**DIRECTIONS**. Arrange every line of the items below into a numbered list, omitting any blank lines.
[START OF DATA]
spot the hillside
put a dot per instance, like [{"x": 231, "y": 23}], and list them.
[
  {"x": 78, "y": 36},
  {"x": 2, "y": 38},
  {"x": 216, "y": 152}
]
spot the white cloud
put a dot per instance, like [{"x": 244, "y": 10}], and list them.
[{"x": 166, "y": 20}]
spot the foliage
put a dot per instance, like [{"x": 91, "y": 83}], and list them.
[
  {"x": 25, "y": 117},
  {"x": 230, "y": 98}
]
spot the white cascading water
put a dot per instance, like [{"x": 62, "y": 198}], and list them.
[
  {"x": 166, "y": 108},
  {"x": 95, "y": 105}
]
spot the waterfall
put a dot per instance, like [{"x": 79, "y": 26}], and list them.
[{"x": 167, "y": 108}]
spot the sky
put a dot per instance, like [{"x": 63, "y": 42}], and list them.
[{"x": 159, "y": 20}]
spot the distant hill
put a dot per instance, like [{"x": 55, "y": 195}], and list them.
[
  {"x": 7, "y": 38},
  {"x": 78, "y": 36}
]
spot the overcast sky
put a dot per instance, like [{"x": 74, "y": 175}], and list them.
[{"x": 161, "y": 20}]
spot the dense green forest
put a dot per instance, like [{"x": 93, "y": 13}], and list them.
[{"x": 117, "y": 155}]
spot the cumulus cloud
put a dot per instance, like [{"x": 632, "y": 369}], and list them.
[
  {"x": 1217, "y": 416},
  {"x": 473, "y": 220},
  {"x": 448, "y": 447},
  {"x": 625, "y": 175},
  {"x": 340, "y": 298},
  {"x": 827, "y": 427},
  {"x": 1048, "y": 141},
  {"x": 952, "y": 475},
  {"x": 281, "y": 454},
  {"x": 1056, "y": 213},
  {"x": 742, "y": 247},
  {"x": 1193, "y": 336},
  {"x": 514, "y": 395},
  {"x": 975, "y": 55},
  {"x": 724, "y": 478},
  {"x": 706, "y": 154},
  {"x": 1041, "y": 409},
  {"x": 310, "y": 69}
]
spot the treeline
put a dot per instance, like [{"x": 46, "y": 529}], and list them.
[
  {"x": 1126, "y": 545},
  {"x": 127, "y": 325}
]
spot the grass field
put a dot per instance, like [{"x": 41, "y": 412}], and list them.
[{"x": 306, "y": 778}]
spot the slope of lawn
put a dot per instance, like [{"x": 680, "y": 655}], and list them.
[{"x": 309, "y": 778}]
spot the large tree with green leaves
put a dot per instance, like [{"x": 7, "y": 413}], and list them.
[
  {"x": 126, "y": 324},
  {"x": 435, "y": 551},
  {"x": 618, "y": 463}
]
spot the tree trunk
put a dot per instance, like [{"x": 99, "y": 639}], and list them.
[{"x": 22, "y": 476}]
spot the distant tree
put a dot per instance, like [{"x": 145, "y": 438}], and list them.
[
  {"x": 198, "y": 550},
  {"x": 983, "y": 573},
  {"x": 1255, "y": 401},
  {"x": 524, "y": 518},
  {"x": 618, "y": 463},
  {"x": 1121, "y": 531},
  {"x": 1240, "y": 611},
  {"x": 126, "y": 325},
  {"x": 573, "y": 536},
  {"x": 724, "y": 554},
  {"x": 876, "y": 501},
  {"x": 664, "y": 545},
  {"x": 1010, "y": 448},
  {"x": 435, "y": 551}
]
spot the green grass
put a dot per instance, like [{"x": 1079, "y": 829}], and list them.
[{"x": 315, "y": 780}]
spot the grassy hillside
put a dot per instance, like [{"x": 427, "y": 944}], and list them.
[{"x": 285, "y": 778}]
[END OF DATA]
**SOLUTION FOR THIS TASK**.
1. spot the hillside
2. put a dot per instance, like [{"x": 231, "y": 23}], and list them.
3. [
4.   {"x": 78, "y": 36},
5.   {"x": 2, "y": 38},
6.   {"x": 216, "y": 152}
7. ]
8. spot the white cloud
9. put a dot per instance, like [{"x": 244, "y": 10}], and list them.
10. [{"x": 166, "y": 20}]
11. spot the foliage
12. put a dot per instance, like [{"x": 91, "y": 83}], and list them.
13. [
14.   {"x": 25, "y": 117},
15.   {"x": 230, "y": 98}
16. ]
17. spot the white cascading water
18. put a dot per instance, like [{"x": 62, "y": 198}], and list them.
19. [
20.   {"x": 166, "y": 108},
21.   {"x": 95, "y": 105}
22. ]
23. spot the waterfall
24. put a dot per instance, like [{"x": 79, "y": 26}], and list them.
25. [{"x": 167, "y": 108}]
26. spot the sky
27. put a dot per instance, like [{"x": 63, "y": 42}], and list them.
28. [{"x": 159, "y": 20}]
29. spot the distant hill
30. put a dot per instance, like [{"x": 55, "y": 195}], and list them.
31. [
32.   {"x": 7, "y": 38},
33.   {"x": 78, "y": 36}
34. ]
35. spot the overcast sky
36. put a dot per instance, like [{"x": 74, "y": 175}], and list them.
37. [{"x": 161, "y": 20}]
38. spot the dense green forest
39. put a dot per instance, like [{"x": 93, "y": 13}], and list them.
40. [{"x": 117, "y": 155}]
41. spot the cumulus cloud
42. put a dot per instance, like [{"x": 632, "y": 369}], and list them.
43. [
44.   {"x": 1217, "y": 416},
45.   {"x": 473, "y": 220},
46.   {"x": 448, "y": 447},
47.   {"x": 625, "y": 175},
48.   {"x": 340, "y": 298},
49.   {"x": 827, "y": 427},
50.   {"x": 1048, "y": 141},
51.   {"x": 952, "y": 475},
52.   {"x": 281, "y": 454},
53.   {"x": 1056, "y": 213},
54.   {"x": 742, "y": 247},
55.   {"x": 1193, "y": 336},
56.   {"x": 514, "y": 395},
57.   {"x": 975, "y": 55},
58.   {"x": 724, "y": 478},
59.   {"x": 706, "y": 154},
60.   {"x": 1041, "y": 409},
61.   {"x": 310, "y": 69}
62. ]
63. spot the treeline
64. put a dot per instance, like [{"x": 46, "y": 529}], and list them.
65. [
66.   {"x": 1126, "y": 545},
67.   {"x": 127, "y": 325}
68. ]
69. spot the grass field
70. put a dot per instance, like [{"x": 41, "y": 412}], and list them.
71. [{"x": 306, "y": 778}]
72. spot the slope of lawn
73. put a dot per instance, like [{"x": 680, "y": 655}], and list them.
74. [{"x": 309, "y": 778}]
75. spot the large tree with green leaves
76. put a dot per instance, like [{"x": 7, "y": 413}], and list them.
77. [
78.   {"x": 126, "y": 324},
79.   {"x": 435, "y": 551},
80.   {"x": 618, "y": 463}
81. ]
82. spot the tree trunk
83. put a dot per instance, like [{"x": 99, "y": 639}], and list them.
84. [{"x": 22, "y": 476}]
85. spot the distant tree
86. put a dot per instance, like [{"x": 145, "y": 438}], and list them.
87. [
88.   {"x": 198, "y": 550},
89.   {"x": 983, "y": 573},
90.   {"x": 1255, "y": 401},
91.   {"x": 524, "y": 518},
92.   {"x": 618, "y": 463},
93.   {"x": 1121, "y": 531},
94.   {"x": 1240, "y": 611},
95.   {"x": 126, "y": 325},
96.   {"x": 573, "y": 536},
97.   {"x": 724, "y": 554},
98.   {"x": 876, "y": 501},
99.   {"x": 664, "y": 545},
100.   {"x": 1010, "y": 448},
101.   {"x": 435, "y": 551}
102. ]
103. spot the green grass
104. put a dot per instance, like [{"x": 1079, "y": 829}], and list them.
105. [{"x": 315, "y": 780}]
106. spot the grassy hillside
107. put a dot per instance, like [{"x": 427, "y": 944}], and list them.
108. [{"x": 285, "y": 778}]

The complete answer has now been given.